[Set exercise] Write out everything in the balcony waterproofing thread from "# Forum Home" down to "after the render.", word for word.

====== Document text

# Forum Home Renovation Waterproofing  Balcony waterproofing requirements

## dansa

What are the BCA requirements to waterproof a 1st-floor balcony on a house? The balcony does not have a drain but it has enough fall. The subfloor is Scyon. It will be tiled and will have glass balustrade. The rainwater can drain out underneath the balustrade
What is the requirement for the wall-floor joint? The walls are brick and will be rendered. I have asked the renderer and he said that waterproofing of the floor and joint needs to be done after the render.
Thanks.

----------


## Oldsaltoz

Hi dansa 
I suspect the render is worried about adhesion when going over the waterproofing, not an issue.
Having waterproofed many balconies The following is the minimum requirements. The first step is to install a small (aluminium or plastic) water stop angle across and just beyond the doorway opening to prevent water from getting under the runner frame. It needs to be above the tile finish, it looks better if the angle goes to the lip of the box frame. Use something like Sikaflex 11 FC (fast cure) to secure it by covering the area first, then apply the angle, then 20 minutes later coat the bottom and the ends to ensure a full seal.
then apply the waterproofing along the walls right up to the outer edges of the walls and to the ends of the door frame angle. Then waterproof the entire floor making sure the bottom and the ends of the door angle are fully sealed. 
May I suggest you do not bring the glass panels right down to the floor, leave enough to get a hand under it to make cleaning easier and safer.
Have a look around at other balconies, you will notice many of them have terrible black stains running down the face. This can be easily avoided by instaling a 50mm x 50mm aluminium angle along the edge of the balcony leaving a gap between the edge of the balcony and the outer edge of the angle. Then any water will run down the face of the angle that is set out to leave a gap around 15 to 20mm. Tile to the edge of the angle for a neat finish. This held in place with the Sikafles 11FC and tiled to the outer edge. 
PS. I would advise you place a spirit level on the balcony before you do anything, just to make absolutely sure it can fully drain. Any low spots can be filled with a levelling compound that can be tiled over even if this is done after the waterproofing. 
Good luck and fair winds.  :Smilie:

----------


## dansa

> Hi dansa 
> I suspect the render is worried about adhesion when going over the waterproofing, not an issue.
> Having waterproofed many balconies The following is the minimum requirements. The first step is to install a small (aluminium or plastic) water stop angle across and just beyond the doorway opening to prevent water from getting under the runner frame. It needs to be above the tile finish, it looks better if the angle goes to the lip of the box frame. Use something like Sikaflex 11 FC (fast cure) to secure it by covering the area first, then apply the angle, then 20 minutes later coat the bottom and the ends to ensure a full seal.
> then apply the waterproofing along the walls right up to the outer edges of the walls and to the ends of the door frame angle. Then waterproof the entire floor making sure the bottom and the ends of the door angle are fully sealed. 
> May I suggest you do not bring the glass panels right down to the floor, leave enough to get a hand under it to make cleaning easier and safer.

============
====== Provided records

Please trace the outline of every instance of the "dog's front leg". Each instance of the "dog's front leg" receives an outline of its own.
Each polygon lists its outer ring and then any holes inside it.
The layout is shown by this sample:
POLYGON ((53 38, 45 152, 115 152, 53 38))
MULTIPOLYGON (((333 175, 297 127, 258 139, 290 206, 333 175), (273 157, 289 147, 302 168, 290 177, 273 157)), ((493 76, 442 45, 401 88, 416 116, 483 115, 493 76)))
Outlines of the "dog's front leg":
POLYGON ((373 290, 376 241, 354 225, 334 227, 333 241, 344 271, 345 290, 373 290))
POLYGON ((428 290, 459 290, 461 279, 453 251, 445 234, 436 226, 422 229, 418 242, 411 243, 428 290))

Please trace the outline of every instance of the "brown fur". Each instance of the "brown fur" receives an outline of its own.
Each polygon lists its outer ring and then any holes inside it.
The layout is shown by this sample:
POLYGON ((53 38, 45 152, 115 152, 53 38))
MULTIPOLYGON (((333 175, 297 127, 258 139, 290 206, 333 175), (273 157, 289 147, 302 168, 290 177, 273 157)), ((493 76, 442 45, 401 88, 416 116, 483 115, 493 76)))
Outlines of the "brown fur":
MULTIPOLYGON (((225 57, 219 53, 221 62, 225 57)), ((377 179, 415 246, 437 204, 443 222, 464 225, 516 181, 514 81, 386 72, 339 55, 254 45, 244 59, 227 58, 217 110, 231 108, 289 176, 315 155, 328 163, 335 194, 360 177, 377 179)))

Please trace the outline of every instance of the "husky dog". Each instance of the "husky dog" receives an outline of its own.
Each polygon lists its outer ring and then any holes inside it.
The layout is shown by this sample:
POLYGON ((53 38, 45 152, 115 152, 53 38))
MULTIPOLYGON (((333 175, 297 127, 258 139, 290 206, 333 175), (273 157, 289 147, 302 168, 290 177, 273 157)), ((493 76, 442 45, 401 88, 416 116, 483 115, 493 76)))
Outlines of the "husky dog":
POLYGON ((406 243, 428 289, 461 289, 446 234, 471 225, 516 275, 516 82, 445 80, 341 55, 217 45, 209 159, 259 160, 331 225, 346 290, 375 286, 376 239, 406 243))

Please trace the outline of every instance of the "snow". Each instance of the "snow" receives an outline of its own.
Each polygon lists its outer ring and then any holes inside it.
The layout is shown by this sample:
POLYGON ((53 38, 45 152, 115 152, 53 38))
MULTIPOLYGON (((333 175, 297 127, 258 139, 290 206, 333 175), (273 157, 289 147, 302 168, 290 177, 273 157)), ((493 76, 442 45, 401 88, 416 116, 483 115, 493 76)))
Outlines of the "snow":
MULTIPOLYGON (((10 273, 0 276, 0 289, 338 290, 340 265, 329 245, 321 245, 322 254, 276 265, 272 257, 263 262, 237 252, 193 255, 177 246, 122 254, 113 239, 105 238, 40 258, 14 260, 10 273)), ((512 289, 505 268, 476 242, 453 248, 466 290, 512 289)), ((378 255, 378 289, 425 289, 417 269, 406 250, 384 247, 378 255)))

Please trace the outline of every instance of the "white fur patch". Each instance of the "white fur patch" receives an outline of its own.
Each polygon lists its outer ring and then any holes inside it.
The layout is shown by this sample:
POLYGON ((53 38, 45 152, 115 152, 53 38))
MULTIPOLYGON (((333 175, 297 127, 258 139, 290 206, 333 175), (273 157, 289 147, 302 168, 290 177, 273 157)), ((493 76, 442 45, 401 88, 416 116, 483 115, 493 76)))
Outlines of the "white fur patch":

============

[Task solution]
# Forum Home Renovation Waterproofing  Balcony waterproofing requirements

## dansa

What are the BCA requirements to waterproof a 1st-floor balcony on a house? The balcony does not have a drain but it has enough fall. The subfloor is Scyon. It will be tiled and will have glass balustrade. The rainwater can drain out underneath the balustrade
What is the requirement for the wall-floor joint? The walls are brick and will be rendered. I have asked the renderer and he said that waterproofing of the floor and joint needs to be done after the render.